* [Work to be completed]: Please copy out everything from the line containing "A note to the class: find the low" down to the end of the items, both ends included, leaving the requests unchanged. Multiply each coordinate in the answers by 2.05 and round the result to a whole number, with halves rounded up.

* [Provided entries]:
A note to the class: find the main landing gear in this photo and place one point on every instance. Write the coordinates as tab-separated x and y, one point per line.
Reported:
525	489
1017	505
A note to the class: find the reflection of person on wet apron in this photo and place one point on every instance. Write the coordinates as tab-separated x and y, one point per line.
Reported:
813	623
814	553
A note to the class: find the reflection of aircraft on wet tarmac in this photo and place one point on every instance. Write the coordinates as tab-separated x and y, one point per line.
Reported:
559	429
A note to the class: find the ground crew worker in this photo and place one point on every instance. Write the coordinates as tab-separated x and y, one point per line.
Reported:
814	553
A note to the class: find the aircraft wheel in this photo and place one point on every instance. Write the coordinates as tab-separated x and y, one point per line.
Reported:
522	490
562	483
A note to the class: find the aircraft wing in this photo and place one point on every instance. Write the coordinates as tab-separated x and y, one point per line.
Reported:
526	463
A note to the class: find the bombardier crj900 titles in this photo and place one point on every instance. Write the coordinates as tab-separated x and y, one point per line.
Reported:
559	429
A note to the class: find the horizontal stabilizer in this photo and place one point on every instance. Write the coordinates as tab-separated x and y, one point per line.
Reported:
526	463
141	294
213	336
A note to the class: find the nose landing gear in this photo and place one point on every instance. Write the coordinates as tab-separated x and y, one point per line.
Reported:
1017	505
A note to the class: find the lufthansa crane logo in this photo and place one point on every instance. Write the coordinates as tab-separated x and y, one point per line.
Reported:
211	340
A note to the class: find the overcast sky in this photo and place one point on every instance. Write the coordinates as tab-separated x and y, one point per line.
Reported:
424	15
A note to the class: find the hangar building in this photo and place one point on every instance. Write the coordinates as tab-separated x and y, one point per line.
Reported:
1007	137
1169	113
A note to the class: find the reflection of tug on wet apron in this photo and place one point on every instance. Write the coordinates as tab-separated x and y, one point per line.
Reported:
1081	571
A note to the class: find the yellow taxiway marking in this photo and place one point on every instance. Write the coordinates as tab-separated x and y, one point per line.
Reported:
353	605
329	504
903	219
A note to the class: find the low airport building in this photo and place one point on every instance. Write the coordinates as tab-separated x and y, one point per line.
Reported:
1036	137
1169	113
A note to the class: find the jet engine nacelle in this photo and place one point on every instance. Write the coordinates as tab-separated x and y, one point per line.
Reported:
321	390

* [Answer to this problem]:
A note to the class: find the low airport building in this photo and place one point on every instance. Write the coordinates as tab-separated x and y, one point per line.
Reported:
2124	281
2396	232
A note to the class: find the jet engine nacelle in this photo and place one point on every instance. Write the coordinates as tab-separated x and y, one point per line.
Reported:
658	800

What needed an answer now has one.